WHAT TO WORK ON:
In the article about Priyanka Chopra Jonas's memoir, what is the title of her autobiography?

==== EXERCISE TEXT

Priyanka Chopra Jonas comes from a culture that doesn’t exactly encourage women to talk publicly about their personal lives—much less publish books about them. Therefore, when Chopra Jonas thought about writing her memoir, her plan was to let people read between the lines.
“I started the process in early 2020 thinking I would talk about my achievements, my laurels, give advice to my younger self—that sort of thing. I thought I would scratch the surface and skim over the more difficult parts of my life.”
She added: “The process became more like writing in a journal. As I started thinking about everything, writing became a dissection of my emotions, my failures, and my pain. There was so much that flowed out of me that I hadn’t thought about in years or even realized that I remembered.”
The task of immersing herself completely into Unfinished, her autobiography, came at the right time. “I was approaching 20 years of being in the entertainment industry and it was something I personally wanted to acknowledge.”
The child of military doctors, Chopra Jonas grew up moving from one army base to the next. Boarding school was an emotional place Chopra Jonas felt she needed to revisit. It gave independence and at 13, during her first-abroad trip to the US, she felt America could offer the brand of freedom she was looking for.
She wasn’t afraid of being away from home this time, like her Indian boarding school, but she wasn’t prepared for the bullying and racism that cast a shadow over her new life. During her sophomore year in Newton, Massachusetts, a peer in the ninth grade and her squad of “hecklers” started targeting Chopra Jonas.

========
==== RECORDED INFORMATION

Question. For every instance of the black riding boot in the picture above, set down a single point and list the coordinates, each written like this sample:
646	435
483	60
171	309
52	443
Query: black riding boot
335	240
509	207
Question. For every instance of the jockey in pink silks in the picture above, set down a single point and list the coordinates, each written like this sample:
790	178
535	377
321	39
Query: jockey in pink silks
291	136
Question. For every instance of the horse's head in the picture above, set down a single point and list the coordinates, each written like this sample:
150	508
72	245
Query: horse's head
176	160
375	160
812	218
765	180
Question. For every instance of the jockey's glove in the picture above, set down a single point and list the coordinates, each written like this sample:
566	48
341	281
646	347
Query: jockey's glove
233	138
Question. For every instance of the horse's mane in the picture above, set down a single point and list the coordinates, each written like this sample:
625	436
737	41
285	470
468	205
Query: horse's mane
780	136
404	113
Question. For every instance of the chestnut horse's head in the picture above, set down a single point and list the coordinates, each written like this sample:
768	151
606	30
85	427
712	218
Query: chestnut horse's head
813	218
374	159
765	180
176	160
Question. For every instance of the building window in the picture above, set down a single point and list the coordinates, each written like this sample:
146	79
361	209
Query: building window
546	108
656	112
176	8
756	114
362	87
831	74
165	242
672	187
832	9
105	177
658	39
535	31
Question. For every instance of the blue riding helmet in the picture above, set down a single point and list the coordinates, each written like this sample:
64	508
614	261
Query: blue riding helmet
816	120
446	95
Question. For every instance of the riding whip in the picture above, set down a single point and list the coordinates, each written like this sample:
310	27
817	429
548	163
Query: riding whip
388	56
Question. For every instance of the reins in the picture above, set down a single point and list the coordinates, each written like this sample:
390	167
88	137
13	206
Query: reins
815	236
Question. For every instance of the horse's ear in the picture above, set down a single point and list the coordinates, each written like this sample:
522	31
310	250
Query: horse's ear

========

EXPECTED ANSWER:
Unfinished